EXERCISE PASSAGE:
Despite this uneven vaccine distribution, the world is in a much better place than just one year ago.  Companies are on track to deliver 12 billion vaccine doses by the end of 2021, and another 12 billion by the middle of 2022.  Supply chain woes bedeviled production and distribution of vaccines in the first half of 2021.  While those remain an issue in some cases, companies have increasingly been able to develop solutions that have allowed them to expand production, including adding facilities and licensing arrangements to expand the number of places in the world manufacturing vaccines and their inputs.  Several companies have expanded production in Asia and Africa, with welcome support from international financial institutions like the Development Finance Corporation.  The first of several treatments have been developed, with two companies (Merck and Pfizer) having developed simple pills that can treat those infected with COVID and reduce the need for hospitalization – while not requiring refrigeration.    Merck and Pfizer have already announced that they will work with the Medicines Patent Pool to make their COVID treatment pills available for generic manufacturers worldwide.

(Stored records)
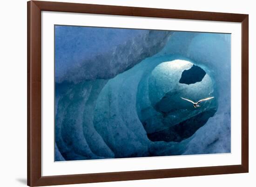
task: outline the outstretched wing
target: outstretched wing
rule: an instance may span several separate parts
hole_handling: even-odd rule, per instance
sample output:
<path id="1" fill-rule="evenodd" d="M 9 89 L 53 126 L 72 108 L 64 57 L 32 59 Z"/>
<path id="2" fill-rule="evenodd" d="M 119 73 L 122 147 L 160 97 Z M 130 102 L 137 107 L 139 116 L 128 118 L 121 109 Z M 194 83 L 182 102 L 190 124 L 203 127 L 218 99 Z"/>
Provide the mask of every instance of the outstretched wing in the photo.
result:
<path id="1" fill-rule="evenodd" d="M 201 100 L 199 101 L 198 101 L 198 102 L 197 102 L 197 103 L 196 104 L 198 104 L 200 103 L 201 103 L 201 102 L 212 99 L 213 98 L 214 98 L 214 97 L 208 97 L 207 98 L 205 98 L 205 99 L 203 99 L 202 100 Z"/>
<path id="2" fill-rule="evenodd" d="M 181 97 L 181 98 L 182 98 L 182 100 L 187 100 L 189 102 L 192 103 L 193 104 L 195 104 L 193 101 L 188 100 L 188 99 L 183 98 L 183 97 Z"/>

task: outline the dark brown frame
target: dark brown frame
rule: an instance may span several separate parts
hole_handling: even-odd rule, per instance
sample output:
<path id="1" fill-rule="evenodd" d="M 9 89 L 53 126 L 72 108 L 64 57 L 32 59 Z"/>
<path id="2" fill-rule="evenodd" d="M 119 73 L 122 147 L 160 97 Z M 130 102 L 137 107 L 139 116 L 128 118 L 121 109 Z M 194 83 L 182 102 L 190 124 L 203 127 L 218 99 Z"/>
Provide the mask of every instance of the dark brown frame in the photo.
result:
<path id="1" fill-rule="evenodd" d="M 41 175 L 41 11 L 224 21 L 242 23 L 242 164 L 59 176 Z M 249 15 L 30 1 L 27 2 L 27 185 L 31 187 L 248 173 Z"/>

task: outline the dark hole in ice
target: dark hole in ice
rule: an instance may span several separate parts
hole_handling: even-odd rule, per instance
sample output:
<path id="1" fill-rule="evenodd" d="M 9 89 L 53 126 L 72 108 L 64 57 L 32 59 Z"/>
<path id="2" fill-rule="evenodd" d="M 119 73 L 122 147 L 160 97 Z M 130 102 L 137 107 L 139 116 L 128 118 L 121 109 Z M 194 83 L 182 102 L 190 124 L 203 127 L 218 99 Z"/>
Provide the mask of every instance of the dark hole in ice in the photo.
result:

YOUR TASK:
For each statement, answer yes or no according to the passage on COVID vaccines and treatments, and quote the words that decide it: (a) Companies were on track to deliver 12 billion vaccine doses by the end of 2021. (b) The COVID treatment pills developed by Merck and Pfizer must be kept refrigerated. (c) Supply chain problems hampered vaccine production and distribution in the first half of 2021. This material comes from a separate source.

ANSWER BOX:
(a) Yes: "Companies are on track to deliver 12 billion vaccine doses by the end of 2021"
(b) No: "while not requiring refrigeration"
(c) Yes: "Supply chain woes bedeviled production and distribution of vaccines in the first half of 2021"